Problem to solve → In the data, find each line where the word "below" appears and list that line.

Records provided →

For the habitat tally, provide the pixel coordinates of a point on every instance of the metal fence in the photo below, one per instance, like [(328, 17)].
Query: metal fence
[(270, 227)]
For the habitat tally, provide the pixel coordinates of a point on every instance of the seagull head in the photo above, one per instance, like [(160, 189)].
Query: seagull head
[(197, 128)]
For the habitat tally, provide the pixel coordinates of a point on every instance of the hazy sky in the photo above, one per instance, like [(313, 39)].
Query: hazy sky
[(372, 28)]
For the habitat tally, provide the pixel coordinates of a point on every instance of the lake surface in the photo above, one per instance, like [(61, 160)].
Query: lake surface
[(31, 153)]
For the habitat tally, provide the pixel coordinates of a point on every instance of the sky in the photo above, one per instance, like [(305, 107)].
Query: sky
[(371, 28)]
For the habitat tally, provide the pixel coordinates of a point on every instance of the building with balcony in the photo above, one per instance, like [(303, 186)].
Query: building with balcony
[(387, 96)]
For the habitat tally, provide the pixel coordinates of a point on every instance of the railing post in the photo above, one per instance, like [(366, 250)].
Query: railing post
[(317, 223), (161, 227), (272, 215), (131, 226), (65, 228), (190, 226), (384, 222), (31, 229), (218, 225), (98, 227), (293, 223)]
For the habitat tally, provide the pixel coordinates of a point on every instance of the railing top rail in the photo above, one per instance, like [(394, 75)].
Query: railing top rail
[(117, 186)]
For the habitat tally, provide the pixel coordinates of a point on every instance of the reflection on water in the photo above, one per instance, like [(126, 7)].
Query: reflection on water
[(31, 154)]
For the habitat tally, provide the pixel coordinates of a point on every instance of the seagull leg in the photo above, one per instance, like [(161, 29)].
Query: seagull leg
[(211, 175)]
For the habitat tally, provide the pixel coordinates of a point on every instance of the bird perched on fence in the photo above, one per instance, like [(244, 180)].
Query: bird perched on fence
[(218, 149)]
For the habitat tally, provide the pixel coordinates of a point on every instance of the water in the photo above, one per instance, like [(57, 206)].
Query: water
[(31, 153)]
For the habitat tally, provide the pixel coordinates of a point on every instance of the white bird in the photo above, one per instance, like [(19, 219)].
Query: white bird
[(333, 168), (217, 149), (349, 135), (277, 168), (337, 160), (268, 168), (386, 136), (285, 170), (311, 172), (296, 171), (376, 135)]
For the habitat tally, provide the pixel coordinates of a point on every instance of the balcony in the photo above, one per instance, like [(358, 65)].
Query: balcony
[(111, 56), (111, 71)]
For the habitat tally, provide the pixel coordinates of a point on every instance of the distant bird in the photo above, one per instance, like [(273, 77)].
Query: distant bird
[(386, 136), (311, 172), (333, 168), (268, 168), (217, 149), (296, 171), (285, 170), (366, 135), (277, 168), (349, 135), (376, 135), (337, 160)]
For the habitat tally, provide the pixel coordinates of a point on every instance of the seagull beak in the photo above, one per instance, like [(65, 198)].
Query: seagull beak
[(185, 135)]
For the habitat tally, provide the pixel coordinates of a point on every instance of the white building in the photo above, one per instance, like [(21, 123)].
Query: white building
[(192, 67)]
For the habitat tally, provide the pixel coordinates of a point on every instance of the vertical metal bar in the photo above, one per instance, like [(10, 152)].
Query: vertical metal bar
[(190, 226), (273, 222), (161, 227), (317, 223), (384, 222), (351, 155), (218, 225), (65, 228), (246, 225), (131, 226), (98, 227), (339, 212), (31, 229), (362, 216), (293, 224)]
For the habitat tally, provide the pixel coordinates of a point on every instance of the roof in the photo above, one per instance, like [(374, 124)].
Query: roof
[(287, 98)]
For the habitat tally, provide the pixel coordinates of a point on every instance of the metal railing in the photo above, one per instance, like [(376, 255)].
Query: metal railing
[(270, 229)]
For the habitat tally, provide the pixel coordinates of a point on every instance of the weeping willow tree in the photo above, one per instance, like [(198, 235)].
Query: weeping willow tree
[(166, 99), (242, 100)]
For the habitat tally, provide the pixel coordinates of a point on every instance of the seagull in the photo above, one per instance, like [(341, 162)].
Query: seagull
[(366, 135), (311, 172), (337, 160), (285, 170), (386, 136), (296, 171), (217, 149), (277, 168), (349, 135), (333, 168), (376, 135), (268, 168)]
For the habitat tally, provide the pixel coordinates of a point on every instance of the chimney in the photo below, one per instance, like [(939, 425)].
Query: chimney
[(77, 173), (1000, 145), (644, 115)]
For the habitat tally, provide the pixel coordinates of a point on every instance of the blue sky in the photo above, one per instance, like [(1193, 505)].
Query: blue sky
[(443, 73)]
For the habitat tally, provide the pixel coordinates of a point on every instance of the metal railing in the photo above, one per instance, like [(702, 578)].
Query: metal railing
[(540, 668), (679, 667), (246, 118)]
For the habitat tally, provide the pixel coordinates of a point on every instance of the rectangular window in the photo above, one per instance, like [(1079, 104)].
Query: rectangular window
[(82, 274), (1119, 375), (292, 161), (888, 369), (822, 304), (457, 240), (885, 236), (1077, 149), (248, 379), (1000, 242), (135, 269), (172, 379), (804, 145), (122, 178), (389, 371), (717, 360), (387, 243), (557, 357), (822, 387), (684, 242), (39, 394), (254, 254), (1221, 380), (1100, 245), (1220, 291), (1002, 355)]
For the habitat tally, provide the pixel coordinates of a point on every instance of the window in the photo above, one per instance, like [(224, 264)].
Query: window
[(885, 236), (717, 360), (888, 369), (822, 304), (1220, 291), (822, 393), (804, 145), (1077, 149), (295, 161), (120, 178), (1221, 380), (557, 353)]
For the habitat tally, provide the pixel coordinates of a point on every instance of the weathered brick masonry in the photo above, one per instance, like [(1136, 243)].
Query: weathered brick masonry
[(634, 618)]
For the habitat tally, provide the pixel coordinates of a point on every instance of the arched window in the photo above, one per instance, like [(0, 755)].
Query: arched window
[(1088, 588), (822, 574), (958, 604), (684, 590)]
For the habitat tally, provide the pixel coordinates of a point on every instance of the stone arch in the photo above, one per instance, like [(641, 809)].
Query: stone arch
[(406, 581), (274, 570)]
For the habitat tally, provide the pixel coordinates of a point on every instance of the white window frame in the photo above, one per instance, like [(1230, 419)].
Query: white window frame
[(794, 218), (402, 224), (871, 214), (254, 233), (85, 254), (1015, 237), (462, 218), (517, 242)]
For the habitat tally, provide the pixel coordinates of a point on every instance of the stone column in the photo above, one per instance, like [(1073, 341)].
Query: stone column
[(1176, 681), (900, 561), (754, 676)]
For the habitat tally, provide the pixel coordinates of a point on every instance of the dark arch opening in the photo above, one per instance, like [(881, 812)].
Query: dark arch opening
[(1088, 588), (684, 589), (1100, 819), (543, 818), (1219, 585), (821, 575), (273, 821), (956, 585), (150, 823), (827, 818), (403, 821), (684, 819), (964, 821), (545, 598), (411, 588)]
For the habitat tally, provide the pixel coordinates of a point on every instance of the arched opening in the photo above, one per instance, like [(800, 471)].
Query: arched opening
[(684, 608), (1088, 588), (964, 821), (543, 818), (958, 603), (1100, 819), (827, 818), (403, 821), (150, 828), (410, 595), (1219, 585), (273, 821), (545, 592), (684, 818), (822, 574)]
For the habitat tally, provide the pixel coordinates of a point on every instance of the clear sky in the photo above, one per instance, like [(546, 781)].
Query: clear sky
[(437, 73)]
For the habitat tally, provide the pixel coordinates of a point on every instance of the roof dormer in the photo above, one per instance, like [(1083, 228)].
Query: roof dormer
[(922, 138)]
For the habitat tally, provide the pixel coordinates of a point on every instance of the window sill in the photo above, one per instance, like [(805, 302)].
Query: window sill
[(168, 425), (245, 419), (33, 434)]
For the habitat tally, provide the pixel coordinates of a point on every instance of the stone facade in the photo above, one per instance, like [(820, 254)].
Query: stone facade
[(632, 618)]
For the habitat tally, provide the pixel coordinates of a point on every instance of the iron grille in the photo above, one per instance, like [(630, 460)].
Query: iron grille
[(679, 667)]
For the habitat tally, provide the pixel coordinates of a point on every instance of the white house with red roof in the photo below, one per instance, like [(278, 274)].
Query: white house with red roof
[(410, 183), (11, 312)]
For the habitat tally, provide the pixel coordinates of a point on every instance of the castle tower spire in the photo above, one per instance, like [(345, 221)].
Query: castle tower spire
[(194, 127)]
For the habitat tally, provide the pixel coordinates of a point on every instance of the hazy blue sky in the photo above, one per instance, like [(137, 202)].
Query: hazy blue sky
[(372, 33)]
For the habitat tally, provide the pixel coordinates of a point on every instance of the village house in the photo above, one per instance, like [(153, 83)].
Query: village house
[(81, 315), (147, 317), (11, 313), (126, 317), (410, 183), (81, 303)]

Answer box →
For the habitat tally, provide the pixel coordinates of a point on every instance of the metal fence in the photo below, one per instance, like [(328, 17)].
For the habitat tally, provide the pixel coordinates of a point on every instance of the chimney in the photo below, one per instance, like [(939, 425)].
For the habitat tally, provide the pixel coordinates of a point on every instance of the white house with red roof in the photo below, one per instance, like [(278, 274)].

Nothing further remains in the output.